--- DOCUMENT ---
---*---

We may assume, but without deciding, that, if the case was one in which there might arise an equitable question or right for determination, the decision of which would dispose of the cause, and which could not be disposed of in the law side of the court, the surety might be held to contemplate such a contingency, and therefore would remain bound by his undertaking, where judgment was rendered against his principal, provided, of course, that section 6486, Code, and related sections constituting article 4, chapter 267, are broad enough to cover cases carried by appeal to the circuit court. As to this we express no opinion. Whether these provisions for the transfer of causes apply to cases appealed to the circuit court has been here doubted. Crocker v. Goldstein, 209 Ala. 172, 95 So. 873. Such question, however, is not here presented. And we must determine the case upon a different aspect.

The sureties obligated themselves to pay such judgment as might be rendered against their principal in the specific case in which they are sureties, and in the identical court. The surety has the right to stand on the terms of his contract, and cannot, by any arrangement between his principal and some other party, to which he was not a party, and as to which he was in ignorance, be required to stand the burden of a trial, except in the specific case and the identical court contemplated in his undertaking.

---*---

--- DATA LISTING ---

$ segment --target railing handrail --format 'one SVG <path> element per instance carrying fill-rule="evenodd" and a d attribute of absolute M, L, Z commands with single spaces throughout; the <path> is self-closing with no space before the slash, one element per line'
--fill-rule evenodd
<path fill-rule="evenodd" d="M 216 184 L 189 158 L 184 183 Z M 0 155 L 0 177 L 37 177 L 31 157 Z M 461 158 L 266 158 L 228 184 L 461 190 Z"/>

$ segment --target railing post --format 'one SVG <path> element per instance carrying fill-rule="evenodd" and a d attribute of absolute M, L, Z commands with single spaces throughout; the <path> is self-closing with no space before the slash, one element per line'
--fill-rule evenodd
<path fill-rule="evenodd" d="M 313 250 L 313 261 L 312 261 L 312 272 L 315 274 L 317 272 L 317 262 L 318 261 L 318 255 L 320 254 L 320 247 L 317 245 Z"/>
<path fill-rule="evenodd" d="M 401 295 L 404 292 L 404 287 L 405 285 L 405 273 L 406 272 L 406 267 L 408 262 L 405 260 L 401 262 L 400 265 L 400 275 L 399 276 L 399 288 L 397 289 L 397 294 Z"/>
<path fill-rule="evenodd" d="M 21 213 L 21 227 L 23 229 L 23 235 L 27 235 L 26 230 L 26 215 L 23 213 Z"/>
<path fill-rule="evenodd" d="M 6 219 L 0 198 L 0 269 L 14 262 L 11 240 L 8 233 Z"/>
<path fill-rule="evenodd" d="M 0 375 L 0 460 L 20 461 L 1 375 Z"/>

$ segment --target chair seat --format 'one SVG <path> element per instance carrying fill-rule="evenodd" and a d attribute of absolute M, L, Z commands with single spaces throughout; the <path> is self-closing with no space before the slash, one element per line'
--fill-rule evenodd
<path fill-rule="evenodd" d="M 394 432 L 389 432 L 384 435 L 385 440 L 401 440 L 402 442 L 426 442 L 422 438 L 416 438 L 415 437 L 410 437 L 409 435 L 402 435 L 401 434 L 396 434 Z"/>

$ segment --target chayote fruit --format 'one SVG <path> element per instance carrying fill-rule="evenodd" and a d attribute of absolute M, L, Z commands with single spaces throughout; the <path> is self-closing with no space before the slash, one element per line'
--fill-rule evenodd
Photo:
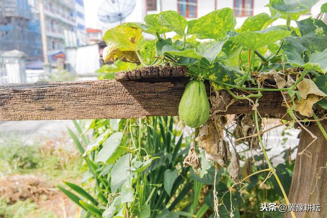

---*---

Rewrite the paragraph of the opinion that begins "The sureties obligated themselves" in shorter form, keeping its main facts. Rely only on the opinion for what follows.

--- TASK ANSWER ---
The sureties promised to pay any judgment against their principal only in the particular case and court where they served as sureties. A surety may rely on the terms of that contract. An arrangement between the principal and another party, made without the surety taking part or knowing of it, cannot make the surety bear the burden of a trial in any other case or court.